*** Exercise data Section Begins ***

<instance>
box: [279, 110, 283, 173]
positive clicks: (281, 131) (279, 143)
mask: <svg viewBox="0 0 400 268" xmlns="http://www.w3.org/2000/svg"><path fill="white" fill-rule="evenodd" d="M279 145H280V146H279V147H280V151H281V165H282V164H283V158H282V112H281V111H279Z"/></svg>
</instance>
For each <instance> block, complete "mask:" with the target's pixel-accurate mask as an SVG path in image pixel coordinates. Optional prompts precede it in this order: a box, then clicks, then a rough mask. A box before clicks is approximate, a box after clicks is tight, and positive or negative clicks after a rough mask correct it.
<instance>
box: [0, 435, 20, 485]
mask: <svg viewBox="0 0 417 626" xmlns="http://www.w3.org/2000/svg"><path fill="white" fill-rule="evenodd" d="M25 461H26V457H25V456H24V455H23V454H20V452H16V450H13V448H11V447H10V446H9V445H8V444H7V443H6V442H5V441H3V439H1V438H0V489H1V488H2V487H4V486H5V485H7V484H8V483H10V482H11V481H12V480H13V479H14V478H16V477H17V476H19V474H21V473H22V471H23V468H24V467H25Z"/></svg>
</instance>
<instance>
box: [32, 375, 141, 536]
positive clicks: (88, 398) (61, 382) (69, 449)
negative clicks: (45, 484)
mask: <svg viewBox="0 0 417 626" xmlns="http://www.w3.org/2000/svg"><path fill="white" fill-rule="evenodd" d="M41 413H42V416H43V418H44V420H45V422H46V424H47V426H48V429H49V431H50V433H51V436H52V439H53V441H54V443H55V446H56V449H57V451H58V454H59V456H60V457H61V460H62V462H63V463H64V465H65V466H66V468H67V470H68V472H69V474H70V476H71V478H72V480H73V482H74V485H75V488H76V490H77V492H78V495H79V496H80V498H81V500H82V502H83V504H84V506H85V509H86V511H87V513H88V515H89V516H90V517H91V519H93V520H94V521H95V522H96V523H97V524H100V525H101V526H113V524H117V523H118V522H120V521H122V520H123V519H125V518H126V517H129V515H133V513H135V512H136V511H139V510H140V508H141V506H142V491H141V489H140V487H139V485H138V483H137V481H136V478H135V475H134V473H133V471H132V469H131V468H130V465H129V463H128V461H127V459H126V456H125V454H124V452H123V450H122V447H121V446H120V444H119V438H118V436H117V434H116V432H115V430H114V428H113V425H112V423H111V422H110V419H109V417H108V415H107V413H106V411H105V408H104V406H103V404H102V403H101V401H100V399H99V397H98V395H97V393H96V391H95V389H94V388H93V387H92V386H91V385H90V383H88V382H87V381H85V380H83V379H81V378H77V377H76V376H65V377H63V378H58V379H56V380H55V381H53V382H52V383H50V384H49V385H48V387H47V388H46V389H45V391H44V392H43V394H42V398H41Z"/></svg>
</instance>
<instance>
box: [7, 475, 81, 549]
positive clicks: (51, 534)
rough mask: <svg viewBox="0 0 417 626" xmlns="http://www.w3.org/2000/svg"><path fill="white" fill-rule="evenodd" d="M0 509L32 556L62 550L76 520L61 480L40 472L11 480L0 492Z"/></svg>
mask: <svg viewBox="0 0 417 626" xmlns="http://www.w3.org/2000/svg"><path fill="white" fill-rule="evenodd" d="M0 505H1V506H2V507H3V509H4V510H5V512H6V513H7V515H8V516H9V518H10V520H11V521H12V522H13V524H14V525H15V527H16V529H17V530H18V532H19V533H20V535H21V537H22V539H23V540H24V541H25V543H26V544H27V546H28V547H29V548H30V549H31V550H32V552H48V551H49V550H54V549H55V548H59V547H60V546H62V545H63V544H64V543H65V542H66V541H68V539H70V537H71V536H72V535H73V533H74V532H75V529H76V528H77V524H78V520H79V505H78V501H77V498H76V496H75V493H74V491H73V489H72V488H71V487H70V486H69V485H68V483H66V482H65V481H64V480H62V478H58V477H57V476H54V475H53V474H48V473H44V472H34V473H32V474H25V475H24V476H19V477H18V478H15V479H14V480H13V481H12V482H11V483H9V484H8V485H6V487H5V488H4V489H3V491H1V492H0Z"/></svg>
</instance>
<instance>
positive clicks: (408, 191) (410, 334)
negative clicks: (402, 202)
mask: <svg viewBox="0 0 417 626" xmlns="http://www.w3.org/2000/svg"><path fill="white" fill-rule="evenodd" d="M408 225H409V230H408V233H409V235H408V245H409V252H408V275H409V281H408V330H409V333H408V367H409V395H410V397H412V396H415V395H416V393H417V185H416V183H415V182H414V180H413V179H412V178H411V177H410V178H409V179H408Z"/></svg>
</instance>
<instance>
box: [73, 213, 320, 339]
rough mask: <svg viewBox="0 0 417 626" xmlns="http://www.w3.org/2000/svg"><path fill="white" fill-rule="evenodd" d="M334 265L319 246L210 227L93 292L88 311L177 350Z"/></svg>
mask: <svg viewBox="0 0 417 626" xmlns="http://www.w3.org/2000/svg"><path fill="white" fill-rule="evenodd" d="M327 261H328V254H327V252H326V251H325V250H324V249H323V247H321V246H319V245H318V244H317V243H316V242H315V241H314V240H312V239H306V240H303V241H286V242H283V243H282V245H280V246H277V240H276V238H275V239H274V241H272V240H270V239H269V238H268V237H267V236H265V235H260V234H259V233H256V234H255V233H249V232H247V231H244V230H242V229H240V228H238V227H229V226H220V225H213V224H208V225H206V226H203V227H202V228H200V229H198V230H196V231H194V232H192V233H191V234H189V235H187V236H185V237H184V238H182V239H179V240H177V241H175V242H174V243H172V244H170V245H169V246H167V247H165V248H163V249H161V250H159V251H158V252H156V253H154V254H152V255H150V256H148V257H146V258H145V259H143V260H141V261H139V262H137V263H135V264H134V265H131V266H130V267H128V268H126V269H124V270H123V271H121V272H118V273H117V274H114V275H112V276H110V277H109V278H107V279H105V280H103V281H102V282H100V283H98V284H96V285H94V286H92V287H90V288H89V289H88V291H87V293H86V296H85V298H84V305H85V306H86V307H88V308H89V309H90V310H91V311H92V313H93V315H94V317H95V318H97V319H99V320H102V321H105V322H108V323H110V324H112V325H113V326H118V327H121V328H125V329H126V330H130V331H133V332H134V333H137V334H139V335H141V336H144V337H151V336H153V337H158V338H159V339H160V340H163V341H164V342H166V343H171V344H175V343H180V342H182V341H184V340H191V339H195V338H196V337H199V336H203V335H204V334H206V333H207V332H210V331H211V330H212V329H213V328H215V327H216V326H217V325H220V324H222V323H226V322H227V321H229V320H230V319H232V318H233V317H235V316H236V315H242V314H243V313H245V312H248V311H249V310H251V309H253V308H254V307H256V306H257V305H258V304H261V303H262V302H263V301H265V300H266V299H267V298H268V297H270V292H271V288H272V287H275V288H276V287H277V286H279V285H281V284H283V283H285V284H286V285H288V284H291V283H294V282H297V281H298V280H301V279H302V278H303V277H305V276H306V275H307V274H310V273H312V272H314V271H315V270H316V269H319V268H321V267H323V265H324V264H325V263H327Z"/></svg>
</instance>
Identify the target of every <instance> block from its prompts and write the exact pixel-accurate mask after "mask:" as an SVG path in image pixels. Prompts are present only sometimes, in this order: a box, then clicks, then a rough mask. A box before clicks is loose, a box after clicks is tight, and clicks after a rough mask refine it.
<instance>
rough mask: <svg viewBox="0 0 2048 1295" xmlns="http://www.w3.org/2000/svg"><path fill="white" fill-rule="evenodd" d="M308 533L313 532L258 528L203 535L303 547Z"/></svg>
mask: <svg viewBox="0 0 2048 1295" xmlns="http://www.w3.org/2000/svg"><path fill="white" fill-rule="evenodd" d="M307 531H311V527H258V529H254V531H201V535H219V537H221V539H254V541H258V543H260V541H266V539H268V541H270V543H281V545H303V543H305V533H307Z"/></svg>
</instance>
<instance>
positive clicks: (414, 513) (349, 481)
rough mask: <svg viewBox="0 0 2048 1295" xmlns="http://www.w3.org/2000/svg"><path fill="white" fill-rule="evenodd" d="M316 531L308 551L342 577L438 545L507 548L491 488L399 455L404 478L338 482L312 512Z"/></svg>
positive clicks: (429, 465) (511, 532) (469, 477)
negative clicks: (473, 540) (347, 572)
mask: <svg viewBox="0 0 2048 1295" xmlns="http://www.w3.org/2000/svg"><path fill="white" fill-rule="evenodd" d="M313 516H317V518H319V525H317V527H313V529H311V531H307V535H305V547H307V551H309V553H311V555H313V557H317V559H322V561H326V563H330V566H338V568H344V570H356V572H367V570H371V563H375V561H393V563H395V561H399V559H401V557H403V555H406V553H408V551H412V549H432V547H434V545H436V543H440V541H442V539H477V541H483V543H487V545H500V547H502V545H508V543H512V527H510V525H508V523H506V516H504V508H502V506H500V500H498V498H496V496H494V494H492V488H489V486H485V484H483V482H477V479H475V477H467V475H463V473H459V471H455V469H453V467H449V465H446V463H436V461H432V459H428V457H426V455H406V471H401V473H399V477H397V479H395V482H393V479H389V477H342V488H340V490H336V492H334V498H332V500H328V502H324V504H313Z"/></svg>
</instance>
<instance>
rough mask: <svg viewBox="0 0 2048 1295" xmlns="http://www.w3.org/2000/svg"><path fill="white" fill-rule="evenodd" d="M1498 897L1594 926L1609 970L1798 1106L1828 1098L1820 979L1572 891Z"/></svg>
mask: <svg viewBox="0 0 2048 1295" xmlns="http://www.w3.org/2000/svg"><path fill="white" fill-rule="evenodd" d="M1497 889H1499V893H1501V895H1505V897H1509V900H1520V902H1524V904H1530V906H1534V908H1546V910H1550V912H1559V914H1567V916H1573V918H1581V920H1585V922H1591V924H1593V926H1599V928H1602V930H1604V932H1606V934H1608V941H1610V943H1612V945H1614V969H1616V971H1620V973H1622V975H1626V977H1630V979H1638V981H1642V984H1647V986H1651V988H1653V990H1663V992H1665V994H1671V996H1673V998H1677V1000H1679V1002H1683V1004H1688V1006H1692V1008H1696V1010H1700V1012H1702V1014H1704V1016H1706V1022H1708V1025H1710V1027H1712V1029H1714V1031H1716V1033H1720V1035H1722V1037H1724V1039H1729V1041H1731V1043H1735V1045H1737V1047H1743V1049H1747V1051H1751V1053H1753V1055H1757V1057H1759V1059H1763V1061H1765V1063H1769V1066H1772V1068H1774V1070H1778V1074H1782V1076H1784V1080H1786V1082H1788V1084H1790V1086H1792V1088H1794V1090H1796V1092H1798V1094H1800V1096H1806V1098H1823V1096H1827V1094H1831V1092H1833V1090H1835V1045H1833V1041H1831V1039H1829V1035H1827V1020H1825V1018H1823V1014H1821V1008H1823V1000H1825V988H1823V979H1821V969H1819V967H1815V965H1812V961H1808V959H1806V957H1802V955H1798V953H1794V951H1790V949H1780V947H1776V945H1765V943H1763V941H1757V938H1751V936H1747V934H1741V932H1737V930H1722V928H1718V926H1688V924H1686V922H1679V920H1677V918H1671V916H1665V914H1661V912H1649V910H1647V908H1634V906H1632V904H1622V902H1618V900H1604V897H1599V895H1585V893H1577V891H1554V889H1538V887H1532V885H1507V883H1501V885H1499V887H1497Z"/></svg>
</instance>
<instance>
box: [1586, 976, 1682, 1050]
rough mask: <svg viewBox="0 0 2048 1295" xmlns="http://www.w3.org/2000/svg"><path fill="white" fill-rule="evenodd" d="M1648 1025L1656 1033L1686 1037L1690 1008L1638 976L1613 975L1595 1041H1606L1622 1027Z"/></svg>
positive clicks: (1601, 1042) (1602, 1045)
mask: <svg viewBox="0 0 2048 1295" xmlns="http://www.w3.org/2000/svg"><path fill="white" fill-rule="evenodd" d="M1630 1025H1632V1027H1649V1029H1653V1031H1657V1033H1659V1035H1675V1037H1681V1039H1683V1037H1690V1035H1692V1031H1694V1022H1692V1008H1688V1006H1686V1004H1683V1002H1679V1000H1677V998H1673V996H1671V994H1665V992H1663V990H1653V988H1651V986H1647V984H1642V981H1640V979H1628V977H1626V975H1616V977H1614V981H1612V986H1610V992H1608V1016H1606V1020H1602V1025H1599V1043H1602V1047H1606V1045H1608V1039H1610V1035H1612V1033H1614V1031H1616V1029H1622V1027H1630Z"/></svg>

*** Exercise data Section Ends ***

Problem requirements ::
Write out, exactly and with nothing else, the lines of the listing above from its first line through the line with "positive clicks: (88, 398)".

Task answer ::
<instance>
box: [279, 110, 283, 173]
positive clicks: (281, 131) (279, 143)
mask: <svg viewBox="0 0 400 268" xmlns="http://www.w3.org/2000/svg"><path fill="white" fill-rule="evenodd" d="M279 145H280V146H279V147H280V151H281V165H282V164H283V158H282V112H281V111H279Z"/></svg>
</instance>
For each <instance> block, complete "mask:" with the target's pixel-accurate mask as an SVG path in image pixel coordinates. Optional prompts precede it in this order: a box, then clicks, then a rough mask. A box before clicks is approximate, a box after clicks is tight, and positive or negative clicks after a rough mask correct it.
<instance>
box: [0, 435, 20, 485]
mask: <svg viewBox="0 0 417 626" xmlns="http://www.w3.org/2000/svg"><path fill="white" fill-rule="evenodd" d="M25 461H26V457H25V456H24V455H23V454H20V452H16V450H13V448H11V447H10V446H9V445H8V444H7V443H6V442H5V441H3V439H1V438H0V489H1V488H2V487H4V486H5V485H7V484H8V483H10V482H11V481H12V480H13V479H14V478H16V477H17V476H19V474H21V473H22V471H23V468H24V467H25Z"/></svg>
</instance>
<instance>
box: [32, 375, 141, 536]
positive clicks: (88, 398) (61, 382) (69, 449)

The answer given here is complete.